### Data provided
----------
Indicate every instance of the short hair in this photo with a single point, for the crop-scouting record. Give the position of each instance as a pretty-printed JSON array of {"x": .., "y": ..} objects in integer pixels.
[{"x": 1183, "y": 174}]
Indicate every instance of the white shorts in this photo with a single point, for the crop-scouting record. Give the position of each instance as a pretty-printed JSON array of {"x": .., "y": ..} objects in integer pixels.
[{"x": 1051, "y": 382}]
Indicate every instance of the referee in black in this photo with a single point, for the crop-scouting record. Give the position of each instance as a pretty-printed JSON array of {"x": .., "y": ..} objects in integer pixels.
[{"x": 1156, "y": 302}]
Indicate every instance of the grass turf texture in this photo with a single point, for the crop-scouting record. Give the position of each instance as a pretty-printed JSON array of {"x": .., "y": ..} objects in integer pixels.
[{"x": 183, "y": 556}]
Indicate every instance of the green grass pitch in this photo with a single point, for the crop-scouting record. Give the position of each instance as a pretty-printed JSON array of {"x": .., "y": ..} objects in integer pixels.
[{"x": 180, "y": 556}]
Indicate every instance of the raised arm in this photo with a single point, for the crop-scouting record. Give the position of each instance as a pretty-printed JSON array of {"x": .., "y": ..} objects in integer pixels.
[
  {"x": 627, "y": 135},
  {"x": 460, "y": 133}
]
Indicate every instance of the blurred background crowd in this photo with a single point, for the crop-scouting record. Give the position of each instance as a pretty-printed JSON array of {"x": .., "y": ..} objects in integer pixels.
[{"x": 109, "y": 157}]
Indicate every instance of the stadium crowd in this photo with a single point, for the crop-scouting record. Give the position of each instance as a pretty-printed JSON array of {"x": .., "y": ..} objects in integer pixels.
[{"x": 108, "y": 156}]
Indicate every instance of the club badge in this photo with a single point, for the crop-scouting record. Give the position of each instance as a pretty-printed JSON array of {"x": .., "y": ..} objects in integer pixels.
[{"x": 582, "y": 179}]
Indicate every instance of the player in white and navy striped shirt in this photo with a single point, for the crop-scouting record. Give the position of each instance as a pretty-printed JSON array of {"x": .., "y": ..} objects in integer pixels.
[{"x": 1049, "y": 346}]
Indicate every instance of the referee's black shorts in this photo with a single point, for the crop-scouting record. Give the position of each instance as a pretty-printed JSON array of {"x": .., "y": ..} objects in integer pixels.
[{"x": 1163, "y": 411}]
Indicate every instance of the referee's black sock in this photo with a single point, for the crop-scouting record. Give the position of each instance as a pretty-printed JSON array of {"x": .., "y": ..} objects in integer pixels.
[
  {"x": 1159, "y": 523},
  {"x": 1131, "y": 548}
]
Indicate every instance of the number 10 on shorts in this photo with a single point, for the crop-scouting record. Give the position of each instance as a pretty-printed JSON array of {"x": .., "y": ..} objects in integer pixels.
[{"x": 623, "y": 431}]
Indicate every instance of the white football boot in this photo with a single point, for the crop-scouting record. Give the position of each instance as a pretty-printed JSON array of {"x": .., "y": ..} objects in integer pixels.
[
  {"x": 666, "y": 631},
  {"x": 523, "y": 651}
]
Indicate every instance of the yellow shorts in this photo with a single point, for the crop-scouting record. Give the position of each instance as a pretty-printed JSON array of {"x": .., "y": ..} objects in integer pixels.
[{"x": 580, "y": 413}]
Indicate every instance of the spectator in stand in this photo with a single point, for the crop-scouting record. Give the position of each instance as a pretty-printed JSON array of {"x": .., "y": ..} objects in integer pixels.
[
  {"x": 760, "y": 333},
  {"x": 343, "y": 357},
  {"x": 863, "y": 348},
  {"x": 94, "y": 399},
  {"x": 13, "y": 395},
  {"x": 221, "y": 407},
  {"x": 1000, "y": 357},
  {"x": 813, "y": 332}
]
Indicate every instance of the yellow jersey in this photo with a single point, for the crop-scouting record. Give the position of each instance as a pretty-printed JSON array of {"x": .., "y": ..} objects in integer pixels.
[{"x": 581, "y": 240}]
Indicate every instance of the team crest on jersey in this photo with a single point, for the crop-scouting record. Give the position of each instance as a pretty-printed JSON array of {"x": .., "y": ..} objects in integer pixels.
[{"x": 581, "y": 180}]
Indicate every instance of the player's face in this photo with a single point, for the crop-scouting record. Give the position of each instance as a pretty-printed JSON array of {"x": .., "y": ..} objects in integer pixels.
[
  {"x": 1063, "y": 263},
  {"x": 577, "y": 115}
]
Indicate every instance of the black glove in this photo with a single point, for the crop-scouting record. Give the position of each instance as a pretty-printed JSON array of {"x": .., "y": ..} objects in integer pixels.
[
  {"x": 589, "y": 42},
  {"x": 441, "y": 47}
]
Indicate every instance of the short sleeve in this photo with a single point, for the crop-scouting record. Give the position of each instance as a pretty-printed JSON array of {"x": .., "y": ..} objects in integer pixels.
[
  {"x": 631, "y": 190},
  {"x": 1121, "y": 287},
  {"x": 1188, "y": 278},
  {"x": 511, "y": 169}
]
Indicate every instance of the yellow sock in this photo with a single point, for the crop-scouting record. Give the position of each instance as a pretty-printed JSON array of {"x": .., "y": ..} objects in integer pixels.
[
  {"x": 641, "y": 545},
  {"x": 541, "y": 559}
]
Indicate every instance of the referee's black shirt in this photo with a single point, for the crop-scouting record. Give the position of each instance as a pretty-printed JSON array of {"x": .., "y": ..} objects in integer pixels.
----------
### Your goal
Each line of the listing should be printed again, exactly.

### Exercise response
Indicate every instance of the short hair in this photo with a single point, for the crop-scouting record. Give the position of each instance as a pretty-printed JSON array of {"x": .., "y": ..} objects in integer pixels.
[{"x": 1183, "y": 174}]
Indicate every instance of the white shorts in this photo with a single point, for the crop-scouting record. Give the position of each instance as a pretty-printed JSON array of {"x": .., "y": ..} objects in integer pixels.
[{"x": 1051, "y": 382}]
Indicate every instance of the referee in black in this photo with a single point, for the crop-scouting record. Give the position of each instance as a pretty-printed JSON array of {"x": .., "y": ..} objects in integer pixels.
[{"x": 1156, "y": 302}]
Indicate every instance of the grass turf texture in this photo with a single point, for the crop-scouting record. Give the position of each instance as a pretty-printed JSON array of {"x": .., "y": ..} objects in integer pixels.
[{"x": 183, "y": 556}]
Indicate every instance of the green grass pitch in this photo with a single point, for the crop-scouting record. Give the position of each instance as a pretty-printed JSON array of {"x": .., "y": ..} objects in integer pixels.
[{"x": 180, "y": 556}]
Indicate every instance of the raised arm in this photo with a single point, for the crop-scouting record. Give the position of each instance as a pretty-printed JSON array of {"x": .., "y": ..} objects in integer pixels.
[
  {"x": 627, "y": 135},
  {"x": 460, "y": 133}
]
Indicate every instance of the blurred background crowd in this photo with a single point, for the crop-scouting record. Give the position of each instance as a pretty-printed JSON array of {"x": .., "y": ..} objects in integer pixels.
[{"x": 109, "y": 157}]
Indicate every instance of the stadium crowd in this photo with a single point, for the crop-scouting record. Give the position of each instance as a pretty-printed JSON array of {"x": .., "y": ..} objects in integer pixels.
[{"x": 108, "y": 156}]
Indicate every instance of the club badge in this photo with a single point, for the crop-scouting record. Give the position of each instance as a pretty-printed JSON array of {"x": .., "y": ..} objects in integer pixels.
[{"x": 582, "y": 179}]
Indicate every instance of the player in white and navy striped shirt in this photo with a single point, for the crop-scouting record. Give the position of each instance as a pretty-printed JSON array of {"x": .., "y": ..} objects in integer pixels.
[{"x": 1049, "y": 346}]
Indicate every instance of the referee's black shorts in this photo with a single point, for the crop-scouting record. Give the position of each instance as a pretty-printed JSON array of {"x": .., "y": ..} objects in integer pixels.
[{"x": 1163, "y": 411}]
Indicate every instance of the referee's black sock in this photo with a single point, for the crop-scouting record. Give the position of each instance as a pretty-printed JSON array of {"x": .., "y": ..} objects in integer pixels.
[
  {"x": 1159, "y": 523},
  {"x": 1131, "y": 548}
]
Indicate every instance of the number 10 on shorts in this photo with a single point, for the crop-scouting record. Give the position of each instance as a pretty-printed JSON array of {"x": .., "y": ..} objects in integer pixels.
[{"x": 623, "y": 431}]
Indicate every instance of the white football boot in this photo with a single point, for the crop-scouting record. Give the position of each instance as a pretty-printed JSON array of {"x": .., "y": ..} objects in integer pixels.
[
  {"x": 666, "y": 631},
  {"x": 523, "y": 651}
]
Indicate every instance of the yellow shorts in this photo with a single point, for the crop-scouting record. Give the position of each instance as a pretty-printed JSON array of {"x": .., "y": ..} objects in integer pixels.
[{"x": 580, "y": 413}]
Indicate every instance of the spectator in stand in this photo with a single point, for the crop-scouting record. Give the position of each instance as a pretty-printed JSON array of {"x": .., "y": ..} objects in integer pixels.
[
  {"x": 760, "y": 333},
  {"x": 343, "y": 357},
  {"x": 863, "y": 348},
  {"x": 94, "y": 399},
  {"x": 13, "y": 395},
  {"x": 221, "y": 407},
  {"x": 1000, "y": 357},
  {"x": 813, "y": 332}
]
Indicate every instance of the yellow jersey in this photo with a single point, for the crop-scouting record. Give the position of each instance as a pretty-printed JSON array of {"x": .., "y": ..} objects in integer pixels.
[{"x": 581, "y": 240}]
Indicate every instance of the team crest on jersey in this photo with a single point, for the crop-scouting record. Give the position of each instance as a pretty-printed JSON array of {"x": .., "y": ..} objects in integer pixels.
[{"x": 581, "y": 180}]
Indicate every instance of the player's face in this photo with a single point, for the crop-scouting record. Give the position of each instance as a pretty-printed JSON array of {"x": .., "y": ..} objects in integer pixels.
[
  {"x": 1063, "y": 263},
  {"x": 577, "y": 115}
]
Indicate every instance of the black glove in this photo with a single point, for the crop-scouting record. Give the position of each instance as a pretty-printed JSON array of {"x": .., "y": ..} objects in integer pixels.
[
  {"x": 589, "y": 42},
  {"x": 441, "y": 47}
]
Indicate every instance of the short sleeve in this photo with a single point, for the crop-scouting record. Give the position of each instance as a pretty-printed JSON array of {"x": .., "y": ..} objects in integer pixels.
[
  {"x": 631, "y": 190},
  {"x": 1121, "y": 287},
  {"x": 1188, "y": 278},
  {"x": 511, "y": 169}
]
Indicate every instance of the yellow sock in this photo with a single point, for the crop-scouting record. Give the position of each instance as a pretty-printed JSON array of {"x": .., "y": ..} objects in integer pixels.
[
  {"x": 641, "y": 545},
  {"x": 541, "y": 559}
]
Indicate every instance of the referee's black shirt in this photo with a single point, for the crop-scouting record. Give the position of each instance as a pretty-printed JSON array of {"x": .., "y": ..} objects in integer pixels.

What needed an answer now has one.